Render the lines below as a Markdown table with the columns Row and Line, giving each line its own number and skipping blank lines. Leave the pictures out of the table.

(Point annotations on photos)

◇ ◇ ◇ ◇ ◇

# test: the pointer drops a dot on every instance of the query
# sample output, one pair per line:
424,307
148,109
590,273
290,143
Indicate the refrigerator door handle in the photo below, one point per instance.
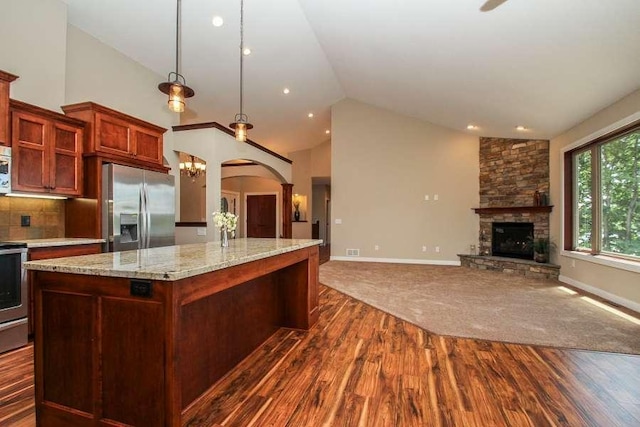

◇ ◇ ◇ ◇ ◇

Exercise result ->
| Row | Line |
|---|---|
| 1 | # test: the pointer drops a dot on every instance of the query |
| 2 | # sample output, one pair per line: |
| 3 | 424,307 |
| 4 | 148,109 |
| 5 | 590,273 |
| 6 | 290,143 |
| 7 | Indicate the refrigerator door handle in the photo below, one point per instance. |